This tutorial shows how to compute and interpret an attributes control chart on quantitative data in Excel using XLSTAT software.

Dataset for the analysis of an attribute control chart

The data are from [Pyzdek Th. (2003); The six sigma Hanbook Revised and expanded, McGraw Hill, New York] and correspond to 30 inspections for bruised peaches of 1 crate of a production process. In this example a crate consists of 1000 peaches.

Goal of this tutorial

Control charts by attributes allow to analyze "non-conforming products" or "non-conformities". They are used to control the quality of a product before delivery (manufactured products) or the quality at reception (purchased products). Not all products are necessarily inspected. Inspections are performed in inspection units of a defined size. For example, the size can be 1 in the case of televisions received in a warehouse (each television is inspected). Or a size of 24 in the case of peach crates containing 24 peaches each.

The attribute charts tool offers you the following chart types:

  • P chart: it is useful to follow the fraction of non-compliant units of a production process.

  • NP chart: it is useful to follow the absolute number of non-compliant units of a production process.

  • C chart: it is useful to follow the number of non-compliant units per inspection unit of a production process having a non-constant size of an inspection unit.

  • U chart: it is useful to follow the number of non-compliant units per inspection unit of a production process having a non-constant size of an inspection unit.

The P and NP cards allow the analysis of the proportion, respectively the absolute number, of non-conforming products in a production process. For example, one could count the number of non-compliant television sets, or the number of crates with at least one bruised peach.

The C and U cards allow the analysis of the proportion, respectively the absolute number, of occurrences of nonconformities in a controlled unit. One can count the number of non-conforming products in a production process. For example, one could count the number of defective transistors in a controlled unit (there may be several defective transistors in a television), or the number of bruised peaches per crate.

For the aim of this tutorial, the NP chart will be used.

Setting up the dialog box for generating an attribute control chart

After launching XLSTAT, click the Statistical Process Control button on the ribbon and select attribute charts.

*Work instructions:* Copy word for word the part of the control chart tutorial starting at "The C and U" and ending at "select attribute charts.".

*Dataset excerpts:*

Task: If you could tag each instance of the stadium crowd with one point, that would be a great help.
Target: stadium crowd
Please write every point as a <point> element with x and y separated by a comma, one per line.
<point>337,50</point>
...
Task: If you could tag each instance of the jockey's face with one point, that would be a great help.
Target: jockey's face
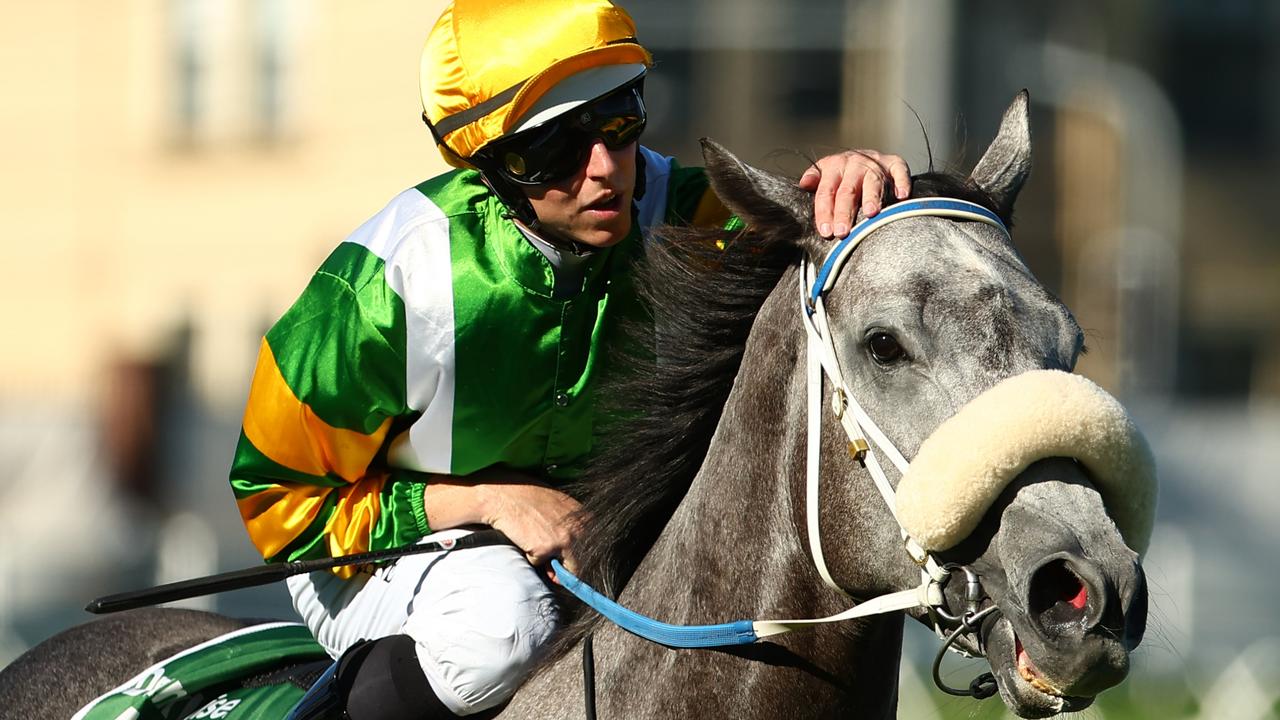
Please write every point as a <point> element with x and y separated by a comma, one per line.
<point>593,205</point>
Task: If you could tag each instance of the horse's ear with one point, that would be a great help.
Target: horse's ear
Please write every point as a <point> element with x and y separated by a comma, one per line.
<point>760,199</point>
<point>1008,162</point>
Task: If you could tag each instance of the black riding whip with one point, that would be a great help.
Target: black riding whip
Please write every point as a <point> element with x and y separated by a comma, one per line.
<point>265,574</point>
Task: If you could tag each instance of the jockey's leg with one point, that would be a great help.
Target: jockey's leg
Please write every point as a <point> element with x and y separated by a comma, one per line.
* * *
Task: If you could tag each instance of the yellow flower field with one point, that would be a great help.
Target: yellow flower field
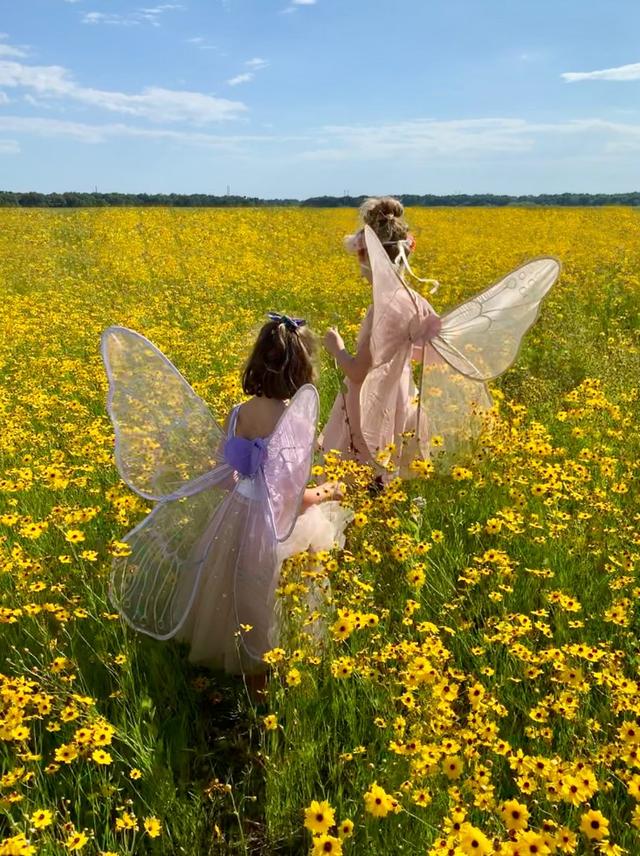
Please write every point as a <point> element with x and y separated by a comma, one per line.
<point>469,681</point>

*Output:*
The C and U cards allow the analysis of the proportion, respectively the absolute number, of occurrences of nonconformities in a controlled unit. One can count the number of non-conforming products in a production process. For example, one could count the number of defective transistors in a controlled unit (there may be several defective transistors in a television), or the number of bruised peaches per crate.

For the aim of this tutorial, the NP chart will be used.

Setting up the dialog box for generating an attribute control chart

After launching XLSTAT, click the Statistical Process Control button on the ribbon and select attribute charts.